▸ **Texto base**:
Julgamento do Lula no TRF.

Dizem os entendidos em direito que hoje se defrontam duas correntes de julgamento: uma, mais tradicional, apegada aos princípios básicos, às questões conceituais e processuais , com base no direito romano-germânico que originou o nosso, e outra, mais pragmática , com influência do direito americano, mais interessada na interpretação dos fatos e dos objetivos a serem alcançados, levando em conta mais o o senso comum. Pessoalmente desconfio um pouco desta divisão, que me parece elaborada apara justificar posições divergentes de fundo político.

Não há dúvida, entretanto, que os julgadores se defrontam hoje com desafios novos: como disse o Janot, se não me engano, mafioso não passa recibo, não atende ao telefone, não manda E-Mail, não assina contrato. Então, é lícito que se use de todos os meios permitidos em direito, para avaliar os fatos. O problema é a narrativa que advém da interpretação destes fatos, destas sínteses, verdadeiras criações de versões, às vezes muito alicerçadas nas chamadas delações premiadas - como foi o caso, aliás - previstas em lei, sem dúvida, mas imorais na própria essência – “conto tudo, desde que me livrem”. O Roberto Jefferson disse, numa entrevista, que não topara a delação, porque “não era canalha”. Parece que o Juiz não gostou. Concordo inteiramente. A delação é coisa mal vista em nossa cultura e tradição. Ameaçam o cara com penas altíssimas e ele vende a própria mãe.

O julgamento do Presidente Lula no TRF -4 seria um exemplo claro deste conflito: os advogados, apegando-se às exigências processuais, ao direito de contestar as provas e os julgadores, aos fatos organizados numa narrativa e interpretação plausíveis.

Este o resumo da ópera.

▸ **Registros**:

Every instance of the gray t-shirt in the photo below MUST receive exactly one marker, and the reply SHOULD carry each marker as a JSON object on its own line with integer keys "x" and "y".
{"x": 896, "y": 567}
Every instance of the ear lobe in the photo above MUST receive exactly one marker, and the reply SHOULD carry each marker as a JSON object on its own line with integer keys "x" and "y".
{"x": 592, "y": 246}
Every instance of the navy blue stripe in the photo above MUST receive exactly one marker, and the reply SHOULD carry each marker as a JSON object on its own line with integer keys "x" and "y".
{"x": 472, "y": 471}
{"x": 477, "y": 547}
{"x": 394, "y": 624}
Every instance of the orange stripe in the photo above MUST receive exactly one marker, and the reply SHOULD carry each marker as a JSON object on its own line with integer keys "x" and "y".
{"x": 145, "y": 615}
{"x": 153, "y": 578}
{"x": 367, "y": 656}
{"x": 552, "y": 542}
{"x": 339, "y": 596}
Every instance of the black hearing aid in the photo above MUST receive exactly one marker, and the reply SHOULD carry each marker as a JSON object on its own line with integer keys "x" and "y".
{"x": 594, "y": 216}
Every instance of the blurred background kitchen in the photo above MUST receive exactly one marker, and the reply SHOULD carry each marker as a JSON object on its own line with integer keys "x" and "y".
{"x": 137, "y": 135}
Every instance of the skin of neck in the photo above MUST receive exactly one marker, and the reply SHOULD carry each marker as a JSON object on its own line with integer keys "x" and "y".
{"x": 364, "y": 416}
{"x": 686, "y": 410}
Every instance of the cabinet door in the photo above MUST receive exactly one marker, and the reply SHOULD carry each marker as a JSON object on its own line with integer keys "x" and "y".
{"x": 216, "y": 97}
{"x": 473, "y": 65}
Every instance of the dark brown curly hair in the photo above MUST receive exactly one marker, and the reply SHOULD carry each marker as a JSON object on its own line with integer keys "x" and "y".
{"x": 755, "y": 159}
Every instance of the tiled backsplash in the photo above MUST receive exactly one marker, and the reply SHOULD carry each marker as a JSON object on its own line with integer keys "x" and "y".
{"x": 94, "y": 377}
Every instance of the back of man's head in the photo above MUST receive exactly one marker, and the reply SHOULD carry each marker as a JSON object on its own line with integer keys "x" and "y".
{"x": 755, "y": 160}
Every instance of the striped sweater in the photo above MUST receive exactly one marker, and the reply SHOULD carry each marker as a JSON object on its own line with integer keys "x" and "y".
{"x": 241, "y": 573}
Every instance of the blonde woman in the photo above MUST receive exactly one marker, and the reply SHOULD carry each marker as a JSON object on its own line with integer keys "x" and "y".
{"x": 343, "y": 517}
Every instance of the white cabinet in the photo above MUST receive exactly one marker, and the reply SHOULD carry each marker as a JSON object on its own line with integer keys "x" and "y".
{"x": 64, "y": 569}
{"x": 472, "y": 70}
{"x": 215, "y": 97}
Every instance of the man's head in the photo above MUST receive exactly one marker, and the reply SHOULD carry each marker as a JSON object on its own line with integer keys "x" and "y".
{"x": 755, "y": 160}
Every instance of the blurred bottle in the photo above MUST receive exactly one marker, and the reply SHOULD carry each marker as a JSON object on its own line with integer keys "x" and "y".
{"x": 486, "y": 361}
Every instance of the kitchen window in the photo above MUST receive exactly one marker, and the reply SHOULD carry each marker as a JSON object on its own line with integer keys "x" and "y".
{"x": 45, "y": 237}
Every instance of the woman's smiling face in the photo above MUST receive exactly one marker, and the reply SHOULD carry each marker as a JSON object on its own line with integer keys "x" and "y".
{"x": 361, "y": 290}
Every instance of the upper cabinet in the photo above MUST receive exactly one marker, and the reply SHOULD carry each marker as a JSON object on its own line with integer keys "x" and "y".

▸ **Lista de exercícios**:
a - No texto sobre o julgamento de Lula, reescreva o trecho entre "O julgamento do" e "resumo da ópera.", inclusive, trocando "advogados" por "defensores".
b - Segundo o texto sobre o julgamento de Lula, que motivo Roberto Jefferson deu numa entrevista para não ter topado a delação?
c - Liste tudo o que, de acordo com a frase atribuída a Janot no texto sobre o julgamento de Lula, um mafioso não faz.
Os registros não são necessários para resolver nenhuma das tarefas.

▸ **Respostas**:
a -
O julgamento do Presidente Lula no TRF -4 seria um exemplo claro deste conflito: os defensores, apegando-se às exigências processuais, ao direito de contestar as provas e os julgadores, aos fatos organizados numa narrativa e interpretação plausíveis.

Este o resumo da ópera.

b - Ele disse que não topara a delação porque "não era canalha".

c -
- Não passa recibo
- Não atende ao telefone
- Não manda e-mail
- Não assina contrato